» A fazer:
A - Com base na entrevista sobre o álbum 'Vida Antiga', responda:
(i) Em que festival, no Instagram, a pessoa entrevistada foi desafiada a tocar?
(ii) Durante quanto tempo, segundo a entrevista, esse momento a acompanhou?
(iii) Que fase quer a pessoa entrevistada que o álbum represente?
B - Imprima, sem qualquer alteração, o trecho da entrevista sobre o álbum 'Vida Antiga' que começa em "Dado o minimalismo" e termina em "gosto muito também.".

» Texto citado:
:::::

Este álbum surgiu depois de ter feito diversas atuações a solo durante a pandemia, nas redes sociais, e alguns concertos, também a solo, quando as restrições foram levantadas. Nessa altura, já imaginava que ia lançar um disco? Não, foi tudo muito progressivo. Comecei por aprender umas músicas, depois fui desafiado a tocar no Festival Ao Vivo, no Instagram, e, quando foi possível voltar a atuar ao vivo, recebi um convite para fazer um concerto sozinho ao piano. Decidi gravar esse concerto, só para ter um registo. Ainda pensei fazer um disco com base nessa gravação, mas decidi abandonar a ideia. No entanto, continuaram a aparecer concertos. Consegui fazer uma digressão e ainda tocar em alguns festivais. Só no fim dessa jornada é que tive tempo para refletir e cheguei à conclusão que podia ser interessante gravar e registar este momento que estava a viver. Também como forma de fechar este momento que me acompanhou durante os últimos dois anos.
Dado o minimalismo desta produção e o contexto em que o disco surgiu, sente que ‘Vida Antiga’ é um álbum indissociável da pandemia? Espero que não, não tenho nenhum interesse em recordar a pandemia. Apesar de não ter nenhum interesse em esconder esse período da minha vida, acredito que somos feitos de todos os momentos que vamos atravessando, mas diria que este disco nem é, tematicamente, sobre a pandemia, apesar das circunstâncias desse período estarem ligadas a esse período. Quero é que este álbum represente a fase da vida onde eu estou. Um local onde sou capaz de olhar para o passado e para o futuro. Dividido entre dois momentos, o abandono de uma fase da minha vida e a acolher o momento seguinte. Pronto para sacrificar algumas coisas das quais gostava para ter acesso a outras das quais gosto muito também.

:::::

» Excertos de dados:
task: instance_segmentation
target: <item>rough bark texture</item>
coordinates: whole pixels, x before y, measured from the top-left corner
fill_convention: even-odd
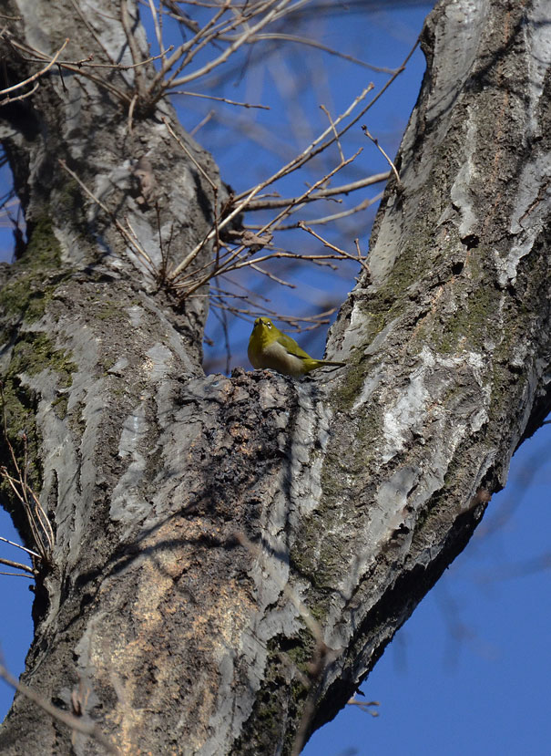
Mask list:
[[[104,5],[96,37],[124,59],[119,4]],[[209,227],[209,194],[158,109],[130,135],[128,107],[53,72],[0,114],[30,239],[3,271],[10,433],[26,429],[56,533],[23,679],[69,710],[77,691],[122,753],[289,752],[462,550],[548,409],[546,5],[444,0],[430,16],[403,189],[386,192],[371,281],[330,340],[349,365],[314,380],[205,377],[203,300],[179,311],[155,294],[59,168],[128,214],[158,261],[155,213],[129,189],[147,152],[178,259]],[[72,4],[9,8],[36,47],[69,36],[67,57],[101,56]],[[10,57],[14,76],[25,67]],[[134,76],[113,83],[130,91]],[[71,747],[103,752],[16,696],[3,753]]]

:::::

» Respostas escritas:
A -
(i) No Festival Ao Vivo.
(ii) Durante os últimos dois anos.
(iii) A fase da vida onde está, um local onde é capaz de olhar para o passado e para o futuro.

B -
Dado o minimalismo desta produção e o contexto em que o disco surgiu, sente que ‘Vida Antiga’ é um álbum indissociável da pandemia? Espero que não, não tenho nenhum interesse em recordar a pandemia. Apesar de não ter nenhum interesse em esconder esse período da minha vida, acredito que somos feitos de todos os momentos que vamos atravessando, mas diria que este disco nem é, tematicamente, sobre a pandemia, apesar das circunstâncias desse período estarem ligadas a esse período. Quero é que este álbum represente a fase da vida onde eu estou. Um local onde sou capaz de olhar para o passado e para o futuro. Dividido entre dois momentos, o abandono de uma fase da minha vida e a acolher o momento seguinte. Pronto para sacrificar algumas coisas das quais gostava para ter acesso a outras das quais gosto muito também.